Your instructions:
Give the entries again in full. Nothing may be altered.

Stored entries
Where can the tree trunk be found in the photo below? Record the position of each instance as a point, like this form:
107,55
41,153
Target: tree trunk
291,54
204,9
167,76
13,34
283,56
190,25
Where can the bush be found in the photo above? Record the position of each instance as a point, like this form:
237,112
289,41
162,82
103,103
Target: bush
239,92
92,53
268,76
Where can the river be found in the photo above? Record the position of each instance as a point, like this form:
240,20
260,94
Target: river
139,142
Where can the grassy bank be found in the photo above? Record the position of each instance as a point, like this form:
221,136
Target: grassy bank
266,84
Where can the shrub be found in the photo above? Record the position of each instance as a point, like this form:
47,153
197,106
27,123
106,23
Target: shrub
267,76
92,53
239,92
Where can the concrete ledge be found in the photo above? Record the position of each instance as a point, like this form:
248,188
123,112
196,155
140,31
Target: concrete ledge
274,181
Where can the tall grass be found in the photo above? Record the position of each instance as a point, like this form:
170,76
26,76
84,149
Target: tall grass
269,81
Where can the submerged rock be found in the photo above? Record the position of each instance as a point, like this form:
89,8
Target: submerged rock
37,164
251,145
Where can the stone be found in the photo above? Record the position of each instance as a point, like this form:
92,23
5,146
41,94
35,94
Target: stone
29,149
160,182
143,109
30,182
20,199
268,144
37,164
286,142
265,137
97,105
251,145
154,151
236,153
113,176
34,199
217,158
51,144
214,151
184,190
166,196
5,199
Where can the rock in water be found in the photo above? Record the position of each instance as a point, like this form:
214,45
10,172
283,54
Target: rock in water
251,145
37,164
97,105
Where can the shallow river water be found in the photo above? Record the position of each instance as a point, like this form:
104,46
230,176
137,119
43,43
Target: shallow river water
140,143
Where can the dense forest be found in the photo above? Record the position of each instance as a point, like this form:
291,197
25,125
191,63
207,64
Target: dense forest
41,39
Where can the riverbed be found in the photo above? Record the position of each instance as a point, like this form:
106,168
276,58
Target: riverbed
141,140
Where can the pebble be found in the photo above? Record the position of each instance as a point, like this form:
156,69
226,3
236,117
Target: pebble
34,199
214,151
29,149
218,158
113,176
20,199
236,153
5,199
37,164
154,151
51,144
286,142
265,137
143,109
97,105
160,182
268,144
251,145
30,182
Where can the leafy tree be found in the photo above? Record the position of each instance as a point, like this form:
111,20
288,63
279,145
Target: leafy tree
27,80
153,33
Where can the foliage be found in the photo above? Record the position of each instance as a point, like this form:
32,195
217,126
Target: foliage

Task solution:
Where can the tree trunk be found in the photo below? Record the position of each instance as a point, like this form:
107,55
41,153
Target: tree trunk
291,54
204,9
167,76
13,34
283,56
190,25
Where can the bush be found in the photo above? Record the position of each instance as a point, like this form:
237,112
289,41
162,82
103,103
Target: bush
239,92
92,53
268,76
Where can the river be found in the photo above? Record the position of each instance as a point, like this form:
240,20
260,94
Target: river
139,142
Where can the grassy bank be found in the photo above? Record the position of each instance as a point, like this form:
221,136
Target: grassy bank
266,84
Where can the shrub be found in the photo above? Record the position of each instance as a point, like this form:
47,153
197,106
27,123
106,23
Target: shrub
267,76
92,53
239,92
Where can the concrete ledge be found in the photo above? Record the position of each instance as a point, like this form:
248,188
123,112
196,155
140,31
Target: concrete ledge
274,181
Where can the tall grass be found in the photo above? Record the position of each instance as a point, like this form:
170,76
26,76
84,149
Target: tall grass
269,81
Where can the submerged rock be found in the photo above? Record the position of each instance as a point, like this form:
89,8
Target: submerged rock
37,164
251,145
Where can the stone be found in the photo above? Record the position of each instance as a point, like this form:
92,23
5,146
41,94
35,94
Target: stone
29,149
160,182
143,109
30,182
20,199
268,144
37,164
286,142
265,137
97,105
251,145
154,151
236,153
113,176
34,199
217,158
51,144
214,151
184,190
166,196
5,199
Where can the rock in water be found in the photo above? Record the position of each instance as a point, like this form:
214,45
10,172
283,54
Target: rock in water
251,145
37,164
97,105
Where can the shallow river water be found in the photo above? Record the position of each instance as a point, like this form:
104,46
230,176
137,119
43,43
Target: shallow river water
140,143
Where can the dense forest be found in the photo above? Record the position of each instance as a point, like this form:
291,197
25,125
191,63
207,64
Target: dense forest
41,39
Where can the riverbed be found in the photo above? Record the position of each instance as a point, like this form:
106,168
276,58
Target: riverbed
141,140
Where can the pebble be found in the photo above? Record the position of each instance as a point, like this form:
156,69
226,3
236,117
Target: pebble
34,199
214,151
29,149
218,158
113,176
20,199
236,153
5,199
37,164
154,151
51,144
286,142
265,137
143,109
97,105
160,182
268,144
251,145
30,182
Where can the leafy tree be found in the photo above? Record the position of each instance as a point, like this form:
111,20
288,63
279,145
Target: leafy tree
27,80
153,33
Where can the foliage be found in the photo above? Record the position of each instance as a point, like this form:
32,195
217,126
Target: foliage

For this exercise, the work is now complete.